_Task directions:_ Transcribe all of the listing exactly.

• • • • • • •

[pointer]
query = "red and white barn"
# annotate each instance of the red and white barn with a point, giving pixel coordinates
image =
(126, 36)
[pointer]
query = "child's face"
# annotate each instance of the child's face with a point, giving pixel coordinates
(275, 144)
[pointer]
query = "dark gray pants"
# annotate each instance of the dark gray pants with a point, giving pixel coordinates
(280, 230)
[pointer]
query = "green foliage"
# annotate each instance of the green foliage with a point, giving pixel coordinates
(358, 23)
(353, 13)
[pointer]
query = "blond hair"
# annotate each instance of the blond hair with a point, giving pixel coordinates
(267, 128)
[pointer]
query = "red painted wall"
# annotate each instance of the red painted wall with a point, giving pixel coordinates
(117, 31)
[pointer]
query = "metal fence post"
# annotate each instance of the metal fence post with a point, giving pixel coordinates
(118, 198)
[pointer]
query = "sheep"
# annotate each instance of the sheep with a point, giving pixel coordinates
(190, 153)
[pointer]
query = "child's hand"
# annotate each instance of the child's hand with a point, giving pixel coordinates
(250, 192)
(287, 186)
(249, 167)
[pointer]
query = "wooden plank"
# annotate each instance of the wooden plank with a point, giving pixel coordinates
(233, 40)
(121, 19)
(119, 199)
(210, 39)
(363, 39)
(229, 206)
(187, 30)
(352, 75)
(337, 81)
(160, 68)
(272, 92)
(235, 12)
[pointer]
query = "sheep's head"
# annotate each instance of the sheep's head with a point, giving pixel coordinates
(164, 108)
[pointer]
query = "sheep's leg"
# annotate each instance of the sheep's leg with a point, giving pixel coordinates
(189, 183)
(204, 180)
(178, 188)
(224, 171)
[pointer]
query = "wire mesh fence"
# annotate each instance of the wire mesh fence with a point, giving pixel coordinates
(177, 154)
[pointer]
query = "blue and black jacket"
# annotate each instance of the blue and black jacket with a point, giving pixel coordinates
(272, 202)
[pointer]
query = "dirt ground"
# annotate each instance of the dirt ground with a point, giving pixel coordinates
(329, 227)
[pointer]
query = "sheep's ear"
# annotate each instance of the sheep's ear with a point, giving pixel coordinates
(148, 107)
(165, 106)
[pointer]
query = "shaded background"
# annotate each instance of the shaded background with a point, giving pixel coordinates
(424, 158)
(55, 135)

• • • • • • •

_Task result:_
[pointer]
query = "red and white barn"
# annotate each instance of the red and white barn with a point, giving pixel coordinates
image =
(126, 36)
[pointer]
query = "child's face"
# annotate each instance of the child's face with a point, giving pixel coordinates
(275, 144)
[pointer]
query = "dark gray pants"
# annotate each instance of the dark gray pants with a point, giving pixel coordinates
(280, 230)
[pointer]
query = "green foliage"
# annotate each instance of the green foliage with a point, giving pixel coordinates
(358, 23)
(353, 13)
[pointer]
query = "blond hair"
# annotate each instance of the blond hair with a point, giving pixel coordinates
(267, 128)
[pointer]
query = "red painted wall"
# annotate each instance of the red painted wall with a point, giving pixel coordinates
(117, 31)
[pointer]
query = "metal fence post"
# annotate each instance of the metal fence post with a point, giving pixel coordinates
(118, 198)
[pointer]
query = "sheep"
# annotate each instance of the sheep with a point, giving pixel coordinates
(190, 153)
[pointer]
query = "child's hand"
# annotate each instance of the child's hand with a point, giving pixel coordinates
(250, 192)
(287, 186)
(249, 167)
[pointer]
query = "wooden plank"
# annotate each instance of the wooden plank with a point, giving pixel coordinates
(233, 40)
(121, 19)
(119, 199)
(210, 39)
(363, 39)
(229, 206)
(187, 30)
(352, 75)
(337, 81)
(160, 68)
(272, 92)
(235, 12)
[pointer]
query = "sheep's head"
# annotate each instance of the sheep's head with a point, giving pixel coordinates
(164, 108)
[pointer]
query = "sheep's leg"
# annotate each instance of the sheep's leg with a point, giving pixel coordinates
(189, 183)
(204, 180)
(178, 188)
(224, 171)
[pointer]
query = "wire mesh fence"
# annotate each instance of the wire mesh fence with a point, giving pixel coordinates
(177, 154)
[pointer]
query = "blue and black jacket"
# annotate each instance of the blue and black jacket with a point, giving pixel coordinates
(272, 202)
[pointer]
query = "dirt ground"
# annotate each instance of the dirt ground with a point, giving pixel coordinates
(329, 227)
[pointer]
query = "sheep's ear"
# annotate each instance of the sheep's ear with a point, giving pixel coordinates
(148, 107)
(165, 106)
[pointer]
query = "shaded background"
# annotate each instance of the shaded background with a point, giving pixel coordinates
(424, 158)
(55, 135)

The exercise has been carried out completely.